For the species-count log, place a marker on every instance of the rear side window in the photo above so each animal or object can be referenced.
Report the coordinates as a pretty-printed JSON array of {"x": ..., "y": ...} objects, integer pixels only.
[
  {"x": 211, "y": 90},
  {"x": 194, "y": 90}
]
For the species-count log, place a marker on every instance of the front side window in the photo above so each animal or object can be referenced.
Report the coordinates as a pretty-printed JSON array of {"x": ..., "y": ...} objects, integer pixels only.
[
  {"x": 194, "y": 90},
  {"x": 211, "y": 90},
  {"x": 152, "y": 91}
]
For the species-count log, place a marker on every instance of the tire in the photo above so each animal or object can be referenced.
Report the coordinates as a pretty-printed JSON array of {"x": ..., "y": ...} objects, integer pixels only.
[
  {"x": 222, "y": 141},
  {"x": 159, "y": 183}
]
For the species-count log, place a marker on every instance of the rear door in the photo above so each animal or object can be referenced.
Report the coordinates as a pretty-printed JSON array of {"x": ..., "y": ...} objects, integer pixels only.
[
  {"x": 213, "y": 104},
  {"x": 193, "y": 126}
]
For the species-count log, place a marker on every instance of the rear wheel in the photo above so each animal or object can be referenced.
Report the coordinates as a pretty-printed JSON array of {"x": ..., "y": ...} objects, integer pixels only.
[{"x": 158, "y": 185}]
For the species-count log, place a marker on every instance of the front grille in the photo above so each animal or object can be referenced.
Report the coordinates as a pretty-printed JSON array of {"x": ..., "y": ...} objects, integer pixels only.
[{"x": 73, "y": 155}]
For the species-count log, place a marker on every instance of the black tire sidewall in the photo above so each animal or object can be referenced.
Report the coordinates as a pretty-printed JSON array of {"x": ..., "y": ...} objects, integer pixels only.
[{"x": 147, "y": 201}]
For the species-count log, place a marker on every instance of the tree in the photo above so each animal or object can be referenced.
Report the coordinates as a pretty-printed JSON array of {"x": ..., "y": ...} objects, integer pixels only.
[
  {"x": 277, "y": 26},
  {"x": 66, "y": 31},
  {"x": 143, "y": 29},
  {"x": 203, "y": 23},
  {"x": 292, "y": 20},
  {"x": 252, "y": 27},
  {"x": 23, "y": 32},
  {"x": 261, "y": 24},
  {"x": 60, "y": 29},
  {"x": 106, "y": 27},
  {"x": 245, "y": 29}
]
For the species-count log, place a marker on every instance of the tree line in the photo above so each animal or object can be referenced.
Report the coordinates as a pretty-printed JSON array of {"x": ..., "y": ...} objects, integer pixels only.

**What is needed:** Write out the data above again, substituting "inventory log" for every occurrence of "species-count log" and keeping everything else the same.

**The response:**
For the inventory log, place a marker on every instance of the rear side window in the photo above so each animal or object can be referenced.
Report the coordinates as a pretty-printed JSON array of {"x": ..., "y": ...} objects, integer pixels only.
[
  {"x": 211, "y": 90},
  {"x": 194, "y": 90}
]
For the inventory log, place a marker on every instance of the front side window in the photo above so each animal or object can be referenced.
Report the coordinates as a pretty-printed JSON array of {"x": ..., "y": ...} objects, integer pixels only.
[
  {"x": 194, "y": 90},
  {"x": 211, "y": 90},
  {"x": 152, "y": 91}
]
For the inventory log, place a marker on every instance of the tire in the photo above so each animal or object can be referenced.
Report the coordinates as a pretty-printed JSON array of {"x": ..., "y": ...} objects, integer pixels only.
[
  {"x": 222, "y": 141},
  {"x": 159, "y": 183}
]
For the inventory log, place a marker on every instance of the rear door in the photo above so each animal or object can be referenced.
Report the coordinates as a pretty-printed JSON array of {"x": ..., "y": ...} objects, integer pixels only.
[
  {"x": 213, "y": 104},
  {"x": 193, "y": 126}
]
For the inventory log, place a marker on every instance of the rear wheel in the photo above so each animal or object can be referenced.
Report the coordinates as a pretty-printed JSON array of {"x": ..., "y": ...} objects, integer pixels only.
[{"x": 158, "y": 185}]
For the inventory log, place a marker on every instance of the front grille in the photo above so each animal or object can be referenced.
Report the coordinates as a pretty-printed JSON array of {"x": ..., "y": ...} objects, integer pixels only.
[{"x": 73, "y": 155}]
For the inventory log, place a marker on every instance of the black tire sidewall in the photo above so each animal or object can be referenced.
Report the coordinates as a pretty-printed JSON array of {"x": ..., "y": ...} objects, integer pixels only.
[{"x": 147, "y": 201}]
For the inventory log, place a marker on every instance of the tree in the photo above so each animal or object can be referenced.
Report the coordinates as a pretty-printed JSON array of {"x": ..., "y": ...} objects, integer pixels only.
[
  {"x": 277, "y": 26},
  {"x": 66, "y": 31},
  {"x": 143, "y": 29},
  {"x": 203, "y": 23},
  {"x": 292, "y": 20},
  {"x": 252, "y": 27},
  {"x": 23, "y": 32},
  {"x": 261, "y": 24},
  {"x": 60, "y": 29},
  {"x": 106, "y": 27},
  {"x": 245, "y": 29}
]
For the inventory log, place a marker on every instance of the tree line in the photo above so each animal or object can be referenced.
Report the coordinates as a pretty-printed JSON array of {"x": ..., "y": ...} objects, integer pixels only.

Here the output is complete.